Instructions for the task:
Extend the piece on how businesses use automated monitoring, picking up right after its final sentence.

Selected text:
+++

How businesses use automated monitoring

How businesses use automated monitoring

One of the big trends we’ve seen this year is organizations going direct to consumer. Manufacturers who sold through retail outlets are moving online, and as a result a huge amount of digital transformation is occurring. A customer of ours has done exactly that. Kyowa is a Japanese cosmetics and health food company and they’ve moved from retail to online and digital, and Yellowfin has been a significant part of that journey. 

In particular, they’ve used Signals. Signals enables you to monitor metrics for things with high dimensionality. Companies can use it to monitor and understand sales trends for products in an ecommerce site or in an IoT setting to monitor lots of sensors.

What are Signals?

Signals allows you to discover changes in trends or outlier behaviors in your dimensions really quickly and without relying on human beings to manually slice and dice that data. Essentially, once you turn it on you don't need to do anymore and it works perfectly without any of the human failings of boredom or error. For ecommerce sites, if you update your website or make changes to products there could be human error in that process that prevents a product from being sold, for example. Signals will alert you to that quickly if customers suddenly stop buying a product. Historically, that process took a long time for people to discover.

+++

Data extract:
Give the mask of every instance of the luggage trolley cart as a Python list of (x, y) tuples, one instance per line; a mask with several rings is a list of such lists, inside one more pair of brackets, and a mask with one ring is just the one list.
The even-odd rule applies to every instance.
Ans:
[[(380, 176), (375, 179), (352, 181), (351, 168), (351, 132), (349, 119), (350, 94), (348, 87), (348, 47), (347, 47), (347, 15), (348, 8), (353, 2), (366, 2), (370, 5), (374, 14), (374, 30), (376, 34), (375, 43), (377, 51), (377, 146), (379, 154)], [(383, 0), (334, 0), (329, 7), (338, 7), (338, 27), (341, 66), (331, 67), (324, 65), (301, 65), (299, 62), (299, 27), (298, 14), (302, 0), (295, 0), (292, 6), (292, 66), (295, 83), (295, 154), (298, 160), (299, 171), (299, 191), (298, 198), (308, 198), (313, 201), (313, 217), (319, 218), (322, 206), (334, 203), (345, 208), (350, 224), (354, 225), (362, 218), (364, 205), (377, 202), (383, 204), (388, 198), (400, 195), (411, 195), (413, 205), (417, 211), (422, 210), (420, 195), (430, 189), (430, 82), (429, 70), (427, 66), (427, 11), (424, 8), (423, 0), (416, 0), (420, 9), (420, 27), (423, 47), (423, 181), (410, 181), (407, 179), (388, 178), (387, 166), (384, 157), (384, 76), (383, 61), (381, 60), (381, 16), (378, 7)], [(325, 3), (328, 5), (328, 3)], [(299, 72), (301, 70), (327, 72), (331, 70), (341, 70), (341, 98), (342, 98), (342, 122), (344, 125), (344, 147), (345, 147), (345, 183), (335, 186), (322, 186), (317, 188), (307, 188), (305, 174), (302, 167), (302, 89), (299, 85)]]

+++

Output of the task:
How were Signals used?

Kyowa has thousands of products so Signals let’s them look for changes, trends and anomalies in inventory patterns for every product they have. This is particularly important for them because they have a 30 to 90 day lead time for replenishing inventory. For any retailer, not having stock on hand is a fairly significant opportunity cost because retail is all about speed and velocity. 

Kyowa could’ve used threshold-based alerts - where you set rules so when inventory falls below a certain threshold you’re alerted. But they have thousands of different products so threshold alerts don’t make sense, particularly if you need differentiated thresholds based on product type. 

Signals, on the other hand, tells you when something changes. So if your inventory level normally goes through a cycle, Signals looks for a sudden change in that pattern and tells you as soon as it happens. If there's any change of behavior in terms of purchasing parameters then you can manage your inventory in real time.

The results

As a result of using Signals to monitor its stock levels this year, Kyowa’s opportunity loss for stock is at $0. That’s an amazing change for the organization. 

They’re now looking at how they can expand their use of Signals to monitor purchasing behaviors for loyal customers and other revenue generating activities. This could help them with product creation going forward. With more real time insights they can react faster to changes in their business and that’s a great step forward in their digital transformation.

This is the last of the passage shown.